-- begin --
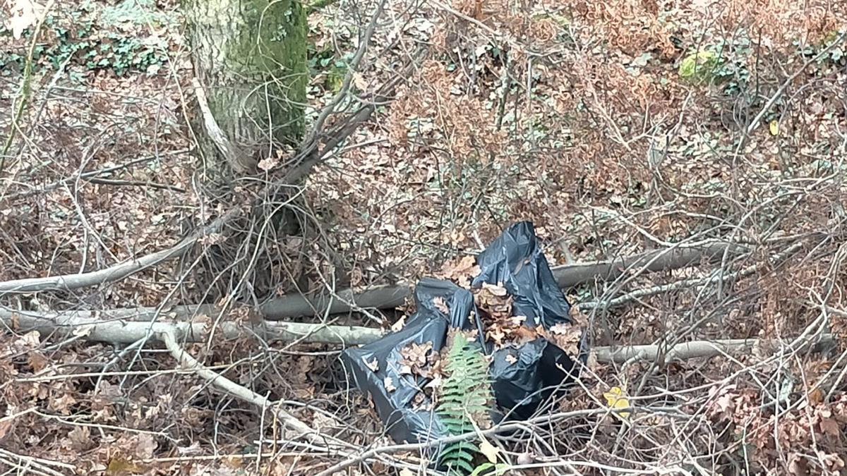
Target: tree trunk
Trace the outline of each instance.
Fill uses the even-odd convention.
[[[280,145],[296,143],[303,132],[308,80],[302,3],[183,0],[182,5],[202,88],[195,131],[208,170],[217,174],[229,163],[243,173]]]

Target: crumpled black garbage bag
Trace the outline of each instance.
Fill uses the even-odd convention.
[[[556,283],[531,223],[519,222],[509,227],[477,257],[477,263],[481,271],[472,287],[482,283],[501,284],[512,296],[512,314],[526,316],[527,326],[540,324],[550,329],[560,323],[572,324],[570,305]],[[443,300],[449,315],[436,306],[435,297]],[[401,375],[401,350],[412,342],[432,342],[433,351],[440,351],[450,328],[477,329],[480,340],[484,335],[473,294],[452,282],[422,279],[415,288],[415,302],[417,312],[401,330],[341,354],[347,375],[371,396],[389,434],[397,442],[419,442],[446,435],[431,401],[423,392],[429,379]],[[541,402],[579,376],[574,359],[584,363],[587,357],[584,335],[578,356],[568,356],[544,338],[493,352],[492,346],[480,343],[486,354],[493,353],[489,367],[491,390],[508,418],[530,417]],[[386,381],[393,388],[386,389]],[[418,393],[422,395],[416,402]],[[492,412],[495,419],[502,416],[495,409]]]

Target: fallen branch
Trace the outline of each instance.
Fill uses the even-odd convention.
[[[761,339],[728,339],[721,340],[690,340],[681,342],[671,348],[664,346],[624,346],[615,347],[595,347],[597,362],[604,363],[623,363],[630,360],[643,360],[655,362],[662,357],[665,362],[673,360],[687,360],[698,357],[712,357],[717,356],[738,353],[749,351],[768,340]],[[835,337],[829,334],[821,335],[814,350],[835,342]]]
[[[683,280],[680,281],[675,281],[673,283],[668,283],[666,285],[660,285],[650,288],[644,288],[639,290],[635,290],[632,292],[628,292],[618,297],[608,300],[601,300],[596,302],[580,302],[576,307],[580,310],[595,309],[598,307],[614,307],[617,306],[621,306],[626,304],[631,301],[635,301],[642,297],[647,297],[649,296],[656,296],[657,294],[663,294],[667,292],[672,292],[674,291],[678,291],[681,289],[687,289],[692,287],[705,286],[707,285],[714,285],[721,282],[730,282],[742,278],[746,278],[750,274],[759,271],[762,268],[769,265],[773,265],[776,263],[784,260],[788,257],[791,256],[794,252],[800,250],[803,247],[804,243],[802,241],[798,241],[794,245],[789,246],[785,251],[776,253],[770,259],[763,262],[757,263],[756,264],[748,266],[747,268],[735,271],[734,273],[729,273],[724,274],[722,273],[718,273],[713,276],[708,278],[698,278],[695,280]]]
[[[146,322],[125,320],[131,318],[152,318],[152,314],[135,314],[125,311],[69,313],[29,313],[0,308],[0,322],[8,329],[17,332],[38,330],[42,335],[80,337],[87,340],[111,344],[131,344],[145,338],[161,340],[161,336],[172,334],[185,342],[204,342],[208,337],[209,320],[206,322]],[[113,320],[103,320],[113,319]],[[280,342],[298,341],[342,346],[360,346],[374,342],[385,331],[362,326],[325,325],[319,324],[263,322],[258,324],[241,324],[225,321],[219,324],[220,335],[224,340],[259,337]],[[820,344],[832,343],[834,337],[823,335]],[[671,348],[660,345],[599,346],[592,349],[597,362],[623,363],[631,359],[655,361],[663,355],[666,362],[673,359],[710,357],[749,350],[757,346],[759,339],[724,340],[692,340],[681,342]]]
[[[216,372],[204,368],[203,366],[197,362],[197,359],[194,358],[193,356],[186,352],[185,350],[180,346],[177,342],[178,338],[176,333],[173,329],[158,333],[158,336],[164,343],[168,351],[170,351],[170,355],[174,356],[174,358],[175,358],[177,362],[181,363],[185,367],[193,370],[197,375],[200,375],[203,379],[208,380],[214,386],[236,398],[245,401],[249,401],[263,410],[270,410],[274,413],[274,416],[275,416],[280,423],[286,427],[299,432],[300,436],[306,438],[308,441],[318,444],[324,444],[325,442],[325,437],[321,436],[320,434],[309,427],[309,425],[300,421],[300,419],[294,415],[280,408],[278,405],[274,405],[264,396],[262,396],[261,395],[243,387],[235,382],[233,382]]]
[[[131,311],[131,312],[130,312]],[[167,322],[163,316],[153,321],[154,309],[119,311],[71,311],[65,313],[30,313],[0,308],[0,322],[8,329],[42,335],[82,337],[87,340],[110,344],[132,344],[142,339],[156,340],[157,335],[174,333],[185,342],[205,342],[211,318]],[[138,320],[129,320],[136,318]],[[208,329],[209,328],[209,329]],[[221,335],[226,340],[259,337],[280,342],[308,342],[337,346],[357,346],[373,342],[385,335],[379,329],[358,326],[324,325],[302,323],[261,322],[257,324],[232,321],[220,323]]]
[[[745,250],[740,245],[722,242],[691,248],[664,248],[608,261],[557,266],[553,268],[553,276],[559,287],[568,288],[594,280],[615,280],[633,269],[655,272],[687,268],[704,261],[719,260],[728,251],[735,255]],[[354,307],[390,309],[401,306],[407,299],[411,299],[412,292],[412,285],[403,283],[374,287],[360,292],[348,289],[333,295],[287,295],[268,301],[261,306],[260,312],[266,319],[280,320],[324,313],[340,314],[349,313]]]
[[[237,209],[227,212],[208,225],[200,229],[170,248],[136,259],[125,261],[105,269],[76,274],[62,274],[48,278],[26,278],[24,280],[0,282],[0,295],[7,292],[69,291],[122,280],[151,266],[155,266],[163,261],[182,256],[200,238],[212,233],[219,232],[223,229],[224,224],[235,218],[238,213],[239,210]]]

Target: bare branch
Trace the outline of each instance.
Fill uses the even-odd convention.
[[[98,269],[97,271],[89,273],[62,274],[48,278],[26,278],[0,282],[0,294],[7,292],[36,292],[41,291],[69,291],[122,280],[151,266],[155,266],[163,261],[182,256],[197,240],[207,235],[218,233],[223,229],[224,224],[238,215],[238,209],[227,212],[208,226],[200,229],[166,250],[125,261],[105,269]]]
[[[138,310],[129,310],[137,312]],[[150,310],[153,311],[153,310]],[[186,342],[205,342],[208,338],[207,327],[211,319],[167,322],[153,320],[155,314],[136,313],[127,310],[71,311],[65,313],[30,313],[0,308],[0,322],[12,330],[29,332],[38,330],[42,335],[62,337],[81,336],[87,340],[111,344],[131,344],[157,335],[176,333]],[[130,320],[133,317],[138,320]],[[367,327],[324,325],[302,323],[260,322],[241,324],[226,321],[220,323],[224,339],[234,340],[256,336],[282,342],[307,342],[357,346],[376,340],[384,332]]]

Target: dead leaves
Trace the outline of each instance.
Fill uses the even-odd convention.
[[[539,333],[544,333],[544,329],[539,330]],[[579,353],[579,340],[583,335],[580,326],[562,322],[551,326],[550,332],[545,334],[547,339],[568,355],[576,356]]]
[[[400,374],[418,375],[425,379],[434,376],[439,362],[438,352],[432,351],[432,342],[410,342],[400,350]]]
[[[441,267],[441,272],[436,275],[444,280],[453,281],[457,285],[470,289],[471,280],[479,274],[479,266],[473,256],[465,256],[458,260],[448,261]]]

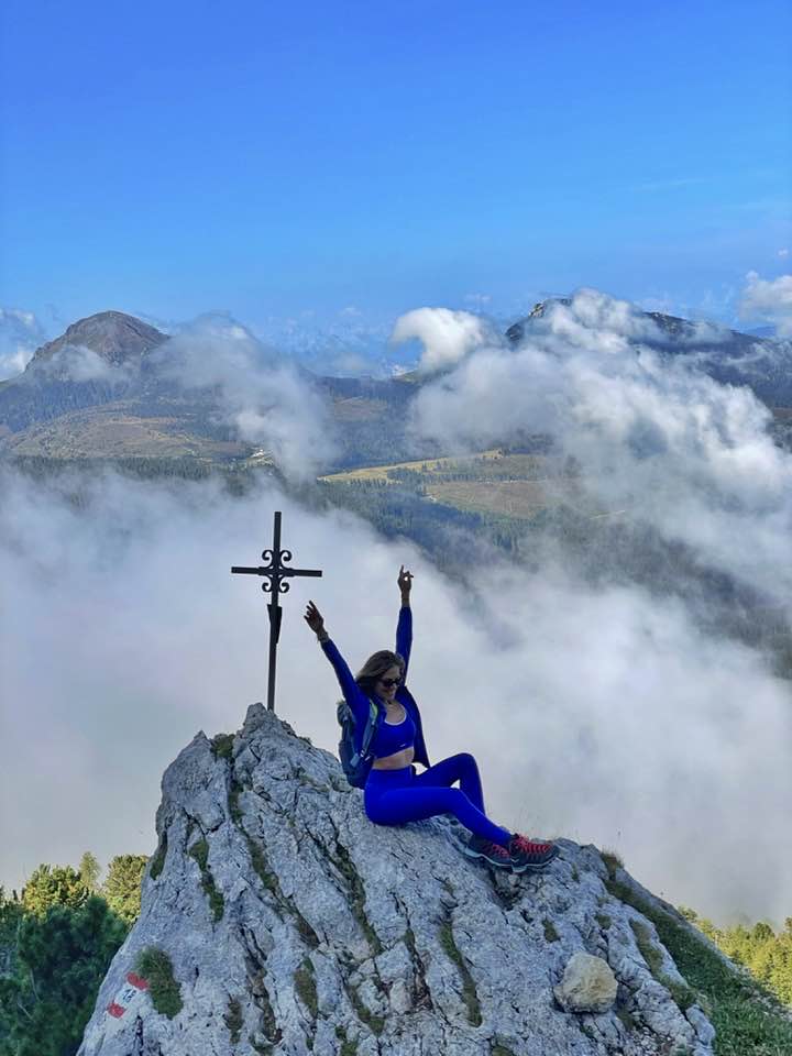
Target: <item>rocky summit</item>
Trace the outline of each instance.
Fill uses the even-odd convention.
[[[78,1056],[713,1052],[634,903],[675,911],[593,846],[516,876],[463,857],[449,816],[374,825],[338,760],[261,704],[235,736],[198,733],[162,788]]]

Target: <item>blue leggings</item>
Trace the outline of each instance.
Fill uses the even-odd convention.
[[[459,789],[452,789],[454,781]],[[376,825],[402,825],[436,814],[453,814],[476,836],[508,847],[512,833],[484,813],[476,761],[466,751],[416,774],[413,767],[372,770],[363,792],[366,817]]]

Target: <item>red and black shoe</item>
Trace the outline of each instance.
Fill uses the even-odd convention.
[[[483,836],[472,834],[464,847],[464,853],[469,858],[483,858],[496,869],[512,868],[512,855],[506,848],[501,844],[494,844],[491,839],[484,839]]]
[[[543,869],[553,858],[558,857],[556,844],[537,843],[515,833],[509,840],[508,854],[514,872],[525,872],[526,869]]]

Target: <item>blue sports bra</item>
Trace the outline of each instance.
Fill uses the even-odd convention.
[[[402,705],[404,707],[404,704]],[[372,741],[372,751],[376,759],[383,759],[385,756],[393,756],[404,748],[411,748],[415,743],[415,723],[409,717],[409,712],[405,707],[405,717],[400,723],[386,723],[385,719],[380,724],[377,735]]]

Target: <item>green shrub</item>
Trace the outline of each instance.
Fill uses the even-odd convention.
-- end --
_Work instructions_
Rewrite the part of the entries that opens with the line containing "Target: <item>red and black shoe</item>" and runs to the end, replacing "green shrub" with "leafy bush" and leaving everything else unchanged. Give only those lines.

_Written solution_
Target: <item>red and black shoe</item>
Trace the outline of each instance.
Fill uses the even-odd convention.
[[[483,836],[472,834],[464,847],[464,853],[469,858],[483,858],[496,869],[512,868],[512,855],[506,848],[501,844],[494,844],[491,839],[484,839]]]
[[[543,869],[553,858],[558,857],[556,844],[537,843],[515,833],[509,840],[508,854],[514,872],[525,872],[526,869]]]

Target: <item>blue sports bra</item>
Trace the outline of each instance.
Fill uses the even-odd convention.
[[[402,705],[404,707],[404,704]],[[372,741],[372,751],[376,759],[383,759],[385,756],[393,756],[404,748],[411,748],[415,743],[415,723],[409,717],[409,712],[405,707],[405,717],[400,723],[386,723],[385,719],[380,724],[377,735]]]

Target: <item>leafy bush</item>
Trace the outline of each instance.
Fill uses the even-odd convention.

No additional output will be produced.